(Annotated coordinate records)

________________________

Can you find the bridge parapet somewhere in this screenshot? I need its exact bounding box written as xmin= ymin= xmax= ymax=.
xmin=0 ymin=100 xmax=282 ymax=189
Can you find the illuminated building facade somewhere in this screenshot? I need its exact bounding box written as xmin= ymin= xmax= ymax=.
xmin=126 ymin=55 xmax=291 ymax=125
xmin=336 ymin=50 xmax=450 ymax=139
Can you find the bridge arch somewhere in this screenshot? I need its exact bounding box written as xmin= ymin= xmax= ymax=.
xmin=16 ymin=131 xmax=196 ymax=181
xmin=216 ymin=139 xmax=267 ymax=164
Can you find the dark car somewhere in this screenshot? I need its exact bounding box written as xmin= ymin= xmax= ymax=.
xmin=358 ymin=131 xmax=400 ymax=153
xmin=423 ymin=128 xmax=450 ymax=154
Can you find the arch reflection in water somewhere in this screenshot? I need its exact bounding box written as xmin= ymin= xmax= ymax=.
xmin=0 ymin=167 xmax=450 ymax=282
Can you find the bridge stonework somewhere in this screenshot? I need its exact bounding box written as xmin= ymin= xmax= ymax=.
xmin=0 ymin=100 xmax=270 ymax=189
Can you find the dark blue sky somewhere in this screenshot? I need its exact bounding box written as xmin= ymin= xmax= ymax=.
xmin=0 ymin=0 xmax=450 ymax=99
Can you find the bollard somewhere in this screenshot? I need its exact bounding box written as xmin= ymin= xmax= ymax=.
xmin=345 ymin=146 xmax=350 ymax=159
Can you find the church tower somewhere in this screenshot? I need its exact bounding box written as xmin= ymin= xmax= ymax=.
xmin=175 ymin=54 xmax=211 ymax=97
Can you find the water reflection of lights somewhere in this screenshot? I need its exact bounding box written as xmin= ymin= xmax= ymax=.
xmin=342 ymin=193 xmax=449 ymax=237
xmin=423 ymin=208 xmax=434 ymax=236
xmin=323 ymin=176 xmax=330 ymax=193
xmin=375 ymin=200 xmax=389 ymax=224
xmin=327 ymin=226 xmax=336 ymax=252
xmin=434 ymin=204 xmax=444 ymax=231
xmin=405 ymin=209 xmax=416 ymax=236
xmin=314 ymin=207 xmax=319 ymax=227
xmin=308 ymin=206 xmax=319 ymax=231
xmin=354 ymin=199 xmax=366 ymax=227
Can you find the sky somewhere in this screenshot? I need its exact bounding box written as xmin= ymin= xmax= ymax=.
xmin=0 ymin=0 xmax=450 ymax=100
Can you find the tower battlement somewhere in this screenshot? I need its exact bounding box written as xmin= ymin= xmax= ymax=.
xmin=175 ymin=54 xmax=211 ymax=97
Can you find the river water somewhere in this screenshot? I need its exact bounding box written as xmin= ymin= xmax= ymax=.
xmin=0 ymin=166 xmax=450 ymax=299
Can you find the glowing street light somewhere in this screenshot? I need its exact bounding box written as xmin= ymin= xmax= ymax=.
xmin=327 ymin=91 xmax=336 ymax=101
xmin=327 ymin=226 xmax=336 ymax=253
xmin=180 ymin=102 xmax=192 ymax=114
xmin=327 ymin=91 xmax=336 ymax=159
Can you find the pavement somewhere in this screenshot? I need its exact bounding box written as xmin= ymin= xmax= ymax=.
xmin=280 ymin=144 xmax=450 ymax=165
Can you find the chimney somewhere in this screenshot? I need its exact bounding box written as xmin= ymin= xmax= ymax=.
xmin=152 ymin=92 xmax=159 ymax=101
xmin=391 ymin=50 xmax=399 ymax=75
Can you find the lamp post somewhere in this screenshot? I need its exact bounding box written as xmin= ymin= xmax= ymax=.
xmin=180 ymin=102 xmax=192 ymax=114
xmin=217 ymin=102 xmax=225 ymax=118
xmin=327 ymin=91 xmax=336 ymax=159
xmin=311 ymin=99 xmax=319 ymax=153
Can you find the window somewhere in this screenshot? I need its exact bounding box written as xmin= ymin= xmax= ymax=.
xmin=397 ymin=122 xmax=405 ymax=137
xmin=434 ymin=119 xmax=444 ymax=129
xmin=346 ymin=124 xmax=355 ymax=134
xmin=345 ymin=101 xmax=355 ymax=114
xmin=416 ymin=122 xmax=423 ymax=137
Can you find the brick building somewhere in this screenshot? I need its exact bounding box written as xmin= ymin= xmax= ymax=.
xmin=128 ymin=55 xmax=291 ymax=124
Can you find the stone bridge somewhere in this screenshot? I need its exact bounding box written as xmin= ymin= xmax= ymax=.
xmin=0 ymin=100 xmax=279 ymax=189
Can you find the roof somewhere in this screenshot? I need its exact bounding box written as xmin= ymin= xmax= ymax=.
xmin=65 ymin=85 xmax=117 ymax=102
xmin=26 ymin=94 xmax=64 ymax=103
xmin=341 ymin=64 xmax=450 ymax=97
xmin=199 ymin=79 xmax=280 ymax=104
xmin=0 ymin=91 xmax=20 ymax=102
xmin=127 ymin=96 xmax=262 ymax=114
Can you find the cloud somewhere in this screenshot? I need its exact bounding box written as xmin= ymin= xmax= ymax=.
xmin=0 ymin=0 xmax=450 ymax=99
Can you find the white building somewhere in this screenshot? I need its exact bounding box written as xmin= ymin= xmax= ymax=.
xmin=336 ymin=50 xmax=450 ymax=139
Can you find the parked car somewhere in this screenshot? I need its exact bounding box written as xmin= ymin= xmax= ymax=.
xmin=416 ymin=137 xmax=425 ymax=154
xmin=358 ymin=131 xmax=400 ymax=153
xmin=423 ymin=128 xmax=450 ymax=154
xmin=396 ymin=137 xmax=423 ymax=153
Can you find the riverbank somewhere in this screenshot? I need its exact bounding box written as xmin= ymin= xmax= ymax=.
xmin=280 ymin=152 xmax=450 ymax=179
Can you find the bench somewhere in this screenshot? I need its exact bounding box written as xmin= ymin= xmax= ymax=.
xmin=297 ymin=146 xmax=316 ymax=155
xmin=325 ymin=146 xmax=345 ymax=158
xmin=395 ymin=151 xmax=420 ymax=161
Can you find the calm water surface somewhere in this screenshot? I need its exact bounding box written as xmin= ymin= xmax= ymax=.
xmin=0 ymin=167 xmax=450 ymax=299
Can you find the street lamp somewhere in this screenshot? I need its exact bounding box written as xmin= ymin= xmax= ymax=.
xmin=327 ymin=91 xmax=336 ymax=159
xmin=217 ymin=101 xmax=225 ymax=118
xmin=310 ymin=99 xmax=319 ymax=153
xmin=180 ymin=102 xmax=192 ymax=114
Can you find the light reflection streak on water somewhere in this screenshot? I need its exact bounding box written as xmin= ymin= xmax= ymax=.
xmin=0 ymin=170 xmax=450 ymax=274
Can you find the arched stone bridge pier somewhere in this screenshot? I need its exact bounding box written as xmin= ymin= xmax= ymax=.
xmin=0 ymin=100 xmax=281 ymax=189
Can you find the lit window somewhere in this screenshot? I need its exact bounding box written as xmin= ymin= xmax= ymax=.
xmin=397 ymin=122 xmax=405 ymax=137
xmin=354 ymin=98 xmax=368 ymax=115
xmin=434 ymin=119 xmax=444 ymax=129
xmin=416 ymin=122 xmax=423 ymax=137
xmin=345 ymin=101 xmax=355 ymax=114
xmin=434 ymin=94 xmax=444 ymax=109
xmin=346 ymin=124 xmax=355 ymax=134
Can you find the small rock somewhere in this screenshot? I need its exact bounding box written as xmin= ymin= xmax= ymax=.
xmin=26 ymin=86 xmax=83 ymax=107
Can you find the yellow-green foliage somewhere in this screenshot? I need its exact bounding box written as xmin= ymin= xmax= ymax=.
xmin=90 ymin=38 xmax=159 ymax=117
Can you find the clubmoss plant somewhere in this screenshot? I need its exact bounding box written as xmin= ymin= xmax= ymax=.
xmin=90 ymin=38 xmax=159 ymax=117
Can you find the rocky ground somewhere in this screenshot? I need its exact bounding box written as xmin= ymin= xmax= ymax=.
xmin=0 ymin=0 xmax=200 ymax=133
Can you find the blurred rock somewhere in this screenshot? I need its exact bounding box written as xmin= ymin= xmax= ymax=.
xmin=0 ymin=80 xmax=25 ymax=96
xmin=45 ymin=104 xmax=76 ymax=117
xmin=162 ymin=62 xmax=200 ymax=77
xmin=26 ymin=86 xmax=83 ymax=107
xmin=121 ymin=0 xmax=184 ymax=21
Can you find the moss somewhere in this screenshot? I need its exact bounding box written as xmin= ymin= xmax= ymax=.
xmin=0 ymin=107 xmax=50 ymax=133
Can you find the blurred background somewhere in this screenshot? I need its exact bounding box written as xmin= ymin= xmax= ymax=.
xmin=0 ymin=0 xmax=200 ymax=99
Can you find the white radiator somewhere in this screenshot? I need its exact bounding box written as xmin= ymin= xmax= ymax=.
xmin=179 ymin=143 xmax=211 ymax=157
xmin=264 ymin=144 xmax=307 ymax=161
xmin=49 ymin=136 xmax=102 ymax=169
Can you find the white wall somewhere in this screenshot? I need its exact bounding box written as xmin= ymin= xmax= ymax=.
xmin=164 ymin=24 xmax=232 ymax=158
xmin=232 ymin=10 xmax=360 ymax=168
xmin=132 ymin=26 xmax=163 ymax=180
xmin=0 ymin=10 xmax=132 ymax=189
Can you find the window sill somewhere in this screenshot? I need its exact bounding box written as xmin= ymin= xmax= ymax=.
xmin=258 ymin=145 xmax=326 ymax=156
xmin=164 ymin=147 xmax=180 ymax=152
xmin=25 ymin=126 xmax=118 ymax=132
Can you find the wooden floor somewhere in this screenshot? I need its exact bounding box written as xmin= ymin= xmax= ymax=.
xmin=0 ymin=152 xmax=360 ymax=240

________________________

• _EXERCISE DETAILS_
Pull out every line of the listing above that contains the word "lamp", treating uppercase and lowercase as different.

• _THE RESPONSE_
Can you find the lamp post somewhere in this screenshot? I need its exact bounding box written as xmin= ymin= xmax= ymax=.
Can you find the street lamp somewhere in this screenshot? I need its exact bounding box written as xmin= ymin= xmax= ymax=.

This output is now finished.